§ **Supplied records**
◆ ◆ ◆ ◆

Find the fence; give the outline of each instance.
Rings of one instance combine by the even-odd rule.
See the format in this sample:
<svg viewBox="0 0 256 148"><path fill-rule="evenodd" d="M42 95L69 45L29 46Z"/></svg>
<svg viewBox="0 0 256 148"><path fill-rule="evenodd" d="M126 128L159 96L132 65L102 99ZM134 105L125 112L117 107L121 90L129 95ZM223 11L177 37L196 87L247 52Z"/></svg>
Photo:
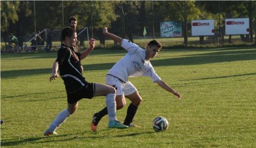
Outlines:
<svg viewBox="0 0 256 148"><path fill-rule="evenodd" d="M182 28L182 34L180 37L172 37L172 38L163 38L161 36L160 33L160 22L154 22L154 24L152 22L132 22L126 24L126 26L124 29L124 31L121 31L123 29L120 26L123 26L121 23L118 24L115 24L115 26L119 26L117 27L113 27L109 28L109 31L113 33L114 34L124 37L124 33L125 33L124 38L128 38L130 40L132 40L134 43L140 45L145 45L145 42L154 39L157 39L162 42L164 46L179 46L184 45L184 26L186 26L188 29L188 46L205 46L205 45L212 45L212 46L223 46L223 45L244 45L248 44L252 45L256 45L256 38L255 38L255 29L256 24L255 21L252 22L252 24L250 26L252 30L252 36L250 34L239 34L239 35L225 35L225 20L221 20L220 24L218 24L218 21L216 21L216 24L214 25L215 33L213 36L191 36L191 21L188 21L188 23L186 26L184 26L184 22L182 22L183 24ZM154 26L154 29L153 29ZM145 27L147 29L147 34L143 36L143 29ZM21 50L26 51L29 50L33 47L36 47L36 50L45 50L45 46L47 41L47 33L50 31L49 29L44 29L41 31L39 35L43 39L43 43L42 45L34 45L31 43L35 35L35 33L31 34L30 36L17 36L18 38L22 38L22 40L26 42L20 43ZM58 49L58 47L60 45L60 30L54 30L54 36L52 37L52 51ZM83 47L83 48L87 47L88 42L90 36L92 34L89 34L89 33L93 33L93 38L97 40L104 40L105 38L103 36L101 29L93 29L90 30L89 27L85 27L78 31L77 39L79 43L79 47ZM252 41L253 39L253 41ZM108 40L106 38L106 40ZM100 41L100 43L102 43ZM114 42L112 41L103 41L104 45L100 45L97 43L96 45L99 45L104 47L109 47L114 45ZM1 44L1 51L4 49L3 43ZM24 48L24 49L23 49Z"/></svg>

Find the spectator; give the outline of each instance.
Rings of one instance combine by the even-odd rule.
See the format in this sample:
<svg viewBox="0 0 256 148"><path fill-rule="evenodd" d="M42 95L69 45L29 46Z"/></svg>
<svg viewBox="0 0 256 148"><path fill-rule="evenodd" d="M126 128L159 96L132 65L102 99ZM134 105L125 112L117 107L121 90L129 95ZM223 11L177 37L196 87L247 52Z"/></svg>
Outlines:
<svg viewBox="0 0 256 148"><path fill-rule="evenodd" d="M44 45L44 39L40 36L40 31L36 31L36 45Z"/></svg>
<svg viewBox="0 0 256 148"><path fill-rule="evenodd" d="M13 34L12 34L12 33L10 34L11 35L11 40L10 41L10 43L14 43L15 45L15 46L17 46L17 45L18 45L18 42L19 42L19 40L18 38L15 36Z"/></svg>

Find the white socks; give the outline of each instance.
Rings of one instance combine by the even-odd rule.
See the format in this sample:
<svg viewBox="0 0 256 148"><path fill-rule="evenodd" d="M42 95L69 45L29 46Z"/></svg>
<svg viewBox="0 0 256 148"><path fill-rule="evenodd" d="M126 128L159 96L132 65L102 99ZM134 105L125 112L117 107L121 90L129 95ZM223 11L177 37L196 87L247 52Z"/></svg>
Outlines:
<svg viewBox="0 0 256 148"><path fill-rule="evenodd" d="M110 93L106 96L106 104L108 108L109 122L117 120L115 96L116 95L114 93Z"/></svg>
<svg viewBox="0 0 256 148"><path fill-rule="evenodd" d="M66 119L70 115L67 109L63 110L61 112L55 119L51 123L49 128L52 131L55 131Z"/></svg>

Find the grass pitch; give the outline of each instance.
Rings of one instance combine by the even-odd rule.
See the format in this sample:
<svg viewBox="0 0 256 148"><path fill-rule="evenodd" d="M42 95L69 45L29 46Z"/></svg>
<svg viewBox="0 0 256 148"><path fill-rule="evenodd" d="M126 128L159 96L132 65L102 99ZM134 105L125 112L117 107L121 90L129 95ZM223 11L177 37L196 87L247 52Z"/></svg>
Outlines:
<svg viewBox="0 0 256 148"><path fill-rule="evenodd" d="M108 70L126 52L95 49L82 61L89 82L104 82ZM79 101L77 111L43 137L67 107L62 80L50 82L56 53L1 54L1 146L13 147L255 147L256 49L163 48L152 64L161 78L182 95L178 100L148 78L131 78L143 97L134 123L140 128L110 130L104 117L96 133L92 115L104 97ZM123 121L127 107L117 112ZM170 124L155 132L157 116Z"/></svg>

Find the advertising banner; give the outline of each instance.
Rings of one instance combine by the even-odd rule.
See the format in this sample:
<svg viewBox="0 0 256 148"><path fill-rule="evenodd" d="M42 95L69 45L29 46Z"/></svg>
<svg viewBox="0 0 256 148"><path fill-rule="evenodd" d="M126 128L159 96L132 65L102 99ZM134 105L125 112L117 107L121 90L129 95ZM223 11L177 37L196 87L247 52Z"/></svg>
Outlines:
<svg viewBox="0 0 256 148"><path fill-rule="evenodd" d="M162 22L160 23L161 37L182 36L182 23L179 22Z"/></svg>
<svg viewBox="0 0 256 148"><path fill-rule="evenodd" d="M226 19L225 31L227 35L249 34L249 18Z"/></svg>
<svg viewBox="0 0 256 148"><path fill-rule="evenodd" d="M214 20L194 20L191 21L192 36L214 35Z"/></svg>

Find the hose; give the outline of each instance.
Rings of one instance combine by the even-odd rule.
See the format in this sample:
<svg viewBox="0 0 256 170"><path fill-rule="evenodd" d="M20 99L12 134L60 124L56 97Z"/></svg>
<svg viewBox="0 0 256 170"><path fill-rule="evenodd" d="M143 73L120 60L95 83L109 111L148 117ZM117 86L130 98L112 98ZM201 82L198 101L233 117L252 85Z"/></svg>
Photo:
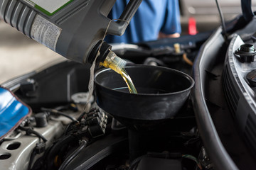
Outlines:
<svg viewBox="0 0 256 170"><path fill-rule="evenodd" d="M82 140L80 147L76 149L68 157L65 159L64 162L61 164L59 170L63 170L65 167L70 163L70 162L74 159L81 152L82 150L87 146L87 142L86 140Z"/></svg>

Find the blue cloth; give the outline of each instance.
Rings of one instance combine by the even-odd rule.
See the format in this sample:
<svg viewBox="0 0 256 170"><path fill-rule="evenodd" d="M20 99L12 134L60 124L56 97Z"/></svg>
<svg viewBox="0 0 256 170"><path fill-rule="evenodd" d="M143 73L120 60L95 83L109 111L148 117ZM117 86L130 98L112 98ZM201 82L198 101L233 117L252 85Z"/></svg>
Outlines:
<svg viewBox="0 0 256 170"><path fill-rule="evenodd" d="M117 0L109 18L119 18L129 0ZM134 43L156 40L165 34L181 32L178 0L143 0L122 36L107 35L107 42Z"/></svg>
<svg viewBox="0 0 256 170"><path fill-rule="evenodd" d="M0 87L0 140L19 125L31 109L14 94Z"/></svg>

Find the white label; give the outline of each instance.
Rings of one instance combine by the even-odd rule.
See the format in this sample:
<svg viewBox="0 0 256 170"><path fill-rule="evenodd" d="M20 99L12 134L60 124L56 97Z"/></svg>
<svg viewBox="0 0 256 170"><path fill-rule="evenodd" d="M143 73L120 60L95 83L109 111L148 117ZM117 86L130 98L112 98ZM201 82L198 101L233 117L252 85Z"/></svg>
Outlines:
<svg viewBox="0 0 256 170"><path fill-rule="evenodd" d="M53 13L70 0L30 0L36 5L46 10L49 13Z"/></svg>
<svg viewBox="0 0 256 170"><path fill-rule="evenodd" d="M31 38L37 42L55 51L58 39L62 29L37 15L32 25Z"/></svg>

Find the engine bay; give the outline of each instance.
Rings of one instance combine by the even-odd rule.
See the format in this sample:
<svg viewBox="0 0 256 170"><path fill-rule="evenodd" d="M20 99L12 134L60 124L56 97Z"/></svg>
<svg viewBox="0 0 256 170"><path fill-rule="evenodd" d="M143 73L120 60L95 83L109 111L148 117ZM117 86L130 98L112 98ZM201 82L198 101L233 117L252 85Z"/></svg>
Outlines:
<svg viewBox="0 0 256 170"><path fill-rule="evenodd" d="M32 114L0 141L0 164L34 170L254 169L255 18L242 29L234 28L234 21L228 36L218 28L112 45L128 66L157 65L193 78L190 96L168 119L119 119L98 106L95 94L85 106L90 67L68 60L4 83Z"/></svg>

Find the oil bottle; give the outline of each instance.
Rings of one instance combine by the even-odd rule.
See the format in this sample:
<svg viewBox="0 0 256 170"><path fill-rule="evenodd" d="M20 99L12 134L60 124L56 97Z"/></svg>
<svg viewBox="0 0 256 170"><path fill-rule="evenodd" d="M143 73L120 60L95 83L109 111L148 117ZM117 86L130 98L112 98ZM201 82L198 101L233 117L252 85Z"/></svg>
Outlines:
<svg viewBox="0 0 256 170"><path fill-rule="evenodd" d="M119 20L110 22L115 1L0 0L0 18L68 59L92 63L105 33L122 35L142 0L130 0ZM104 43L100 55L109 48Z"/></svg>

◆ ◆ ◆ ◆

§ **What needs to be done**
Can you pull out the lines of the records above, starting at the line that contains "Find the spectator;" and ending at the line that contains "34L12 34L12 33L10", and repeat them unchanged, with both of those lines included?

§ **Written answer**
Find the spectator; give the outline of each instance.
Rings of one instance combine by the even-odd rule.
See the format in this sample:
<svg viewBox="0 0 256 148"><path fill-rule="evenodd" d="M42 95L69 45L29 46Z"/></svg>
<svg viewBox="0 0 256 148"><path fill-rule="evenodd" d="M126 128L159 96L132 65L102 99ZM134 105L125 112L117 107L121 90L129 95ZM223 11L177 37L196 87L247 52Z"/></svg>
Outlines:
<svg viewBox="0 0 256 148"><path fill-rule="evenodd" d="M44 45L44 39L40 36L40 31L36 31L36 45Z"/></svg>
<svg viewBox="0 0 256 148"><path fill-rule="evenodd" d="M13 34L12 34L12 33L10 34L11 35L11 40L10 41L10 43L14 43L15 45L15 46L17 46L17 45L18 45L18 42L19 42L19 40L18 38L15 36Z"/></svg>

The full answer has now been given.